### Document extract:
Transmission selection also plays a part in building your project. As transmissions add additional gears, they also add size, and this can conflict with the transmission tunnels on some chassis. Electronic controls are the norm on all modern transmissions, and that may affect the control package you choose. The quick answer here is, if the big 6-speed you want to install doesn’t fit, there are alternatives that will work to keep the project rolling. (See Chapter 8 for more information on transmission packages.)
Front Suspension
The front suspension (Chapter 3) helps in the selection of items such as engine mounts and cooling packages. The reason this is important is, the front suspension on many builds determines where the engine is going to sit in the engine bay, and which engine and transmission mounts need to be purchased to install the engine. For example, an early Mustang application can use the original suspension or can convert to a Mustang II front suspension, but both options require different engine mounts, oil pans, and transmission mounts. The shock towers can be removed with the MII suspension, while the original suspension may need to be trimmed back to fit the wider four-cam engines.
Once the front suspension has been selected, many of the other component requirements fall into place. Engine placement may also answer questions on items such as the cooling (how close is the engine to the radiator), oil pans (front sump, rear sump), and the steering itself (header clearance). Not all front suspensions have been designed with modular engines in mind, and you may have to fabricate to make it work together.
Electronics
After you decide on the engine and suspension, you need to decide on the electronics package. An old drag racer’s saying applies: You can have all the right parts, but if you can’t tune the engine, they are worthless. That saying is taken to the next level with the computer controls on your modern engine. Although it is possible to run the modular engine with a carburetor and distributor, most applications involve the modern engine controls and computer. In the old days, you ordered a cam kit, a carburetor, an intake, and a set of headers; set your points; adjusted the carburetor; and you were set. Today’s engines get their power and efficiency from properly tuning the engine, and proper tuning requires a database of information to find out which combinations work best, and how they will work with the intended use of the vehicle. If a computer will be part of the conversion build, working directly with a good tuner is essential, especially if additional mods will be made to the engine for performance.
Chapter 4 is all about the different changes Ford made to the computers and wiring, and your engine choice is influential in determining which computer system works best for your project. Some engines work well with factory systems, some do not. The choice of computer system also helps with choosing items such as the fuel system (returnless or mechanical return line) and engine systems such as drive-by-wire and variable-cam timing. (Chapter 10 details final tuning of the engine package and working with the tuner and the dyno.)
Once you have the engine, front suspension, and electronics package selected, you can then fill in all the other components that will make your build a success.

### Raw data:
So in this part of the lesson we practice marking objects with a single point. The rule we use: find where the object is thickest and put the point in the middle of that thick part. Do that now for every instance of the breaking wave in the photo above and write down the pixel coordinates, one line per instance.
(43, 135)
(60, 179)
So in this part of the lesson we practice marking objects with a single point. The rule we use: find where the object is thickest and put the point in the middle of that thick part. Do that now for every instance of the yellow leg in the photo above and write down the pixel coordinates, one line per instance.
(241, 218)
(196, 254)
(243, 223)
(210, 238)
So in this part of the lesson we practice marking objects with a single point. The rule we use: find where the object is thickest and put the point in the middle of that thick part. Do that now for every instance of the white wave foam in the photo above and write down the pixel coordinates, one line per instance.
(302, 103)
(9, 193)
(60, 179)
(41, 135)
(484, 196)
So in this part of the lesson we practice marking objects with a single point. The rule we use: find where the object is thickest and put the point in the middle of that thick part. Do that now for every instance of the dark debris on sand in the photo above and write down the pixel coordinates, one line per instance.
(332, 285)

### Actions to take:
a) In the modular engine swap text, do these statements agree with it? (i) With the Mustang II front suspension on an early Mustang, the shock towers can be removed. (ii) The modular engine cannot be run with a carburetor and distributor. (iii) Every front suspension was designed with modular engines in mind. Answer yes or no for each, quoting the deciding words.
b) Write the next passage of the modular engine swap text, picking up after its final sentence.
The material after the text comes from a different source.

### Per-task outputs:
a)
(i) Yes: "The shock towers can be removed with the MII suspension"
(ii) No: "Although it is possible to run the modular engine with a carburetor and distributor"
(iii) No: "Not all front suspensions have been designed with modular engines in mind"

b)
MODULAR ENGINES: A BRIEF HISTORY
In 1991 Ford introduced its overhead camshaft V-8 in the Lincoln Town Car and labeled it the modular engine. The label came from the method of producing the engine, not the fact that parts are easily interchanged between engine configurations. Eventually it was installed in the full-size Ford Crown Victoria, Mercury Grand Marquis, and the 1994 Ford Thunderbird as the old Windsor small-block V-8 was being phased out. The last year for the pushrod V-8 in a Mustang was 1995. The 1996 Mustang GT was fitted with a two-valve SOHC modular and the Cobra was equipped with a four-valve DOHC version of the 4.6-liter engine. The first Ford trucks equipped with a modular engine came in 1996, and in 1997 Ford introduced the V-10 6.8-liter engine for truck and van applications.
Ford installed its very last production pushrod V-8 gas engine for the American market in the 2001 Ford Explorer, and the following year the final pushrod V-8 engine was sold in Australia. The versatility of the Ford modular engine allowed it to replace three different pushrod engines: the small-block 5.0- and 5.8-liter Windsor small-blocks and the 385 (429/460) series big-block. It will soon become the second-longest-production Ford V-8 engine behind the small-block.
The modular engine was marketed under the name “Intech” V-8 for Lincoln applications and “Triton” for the Ford truck line.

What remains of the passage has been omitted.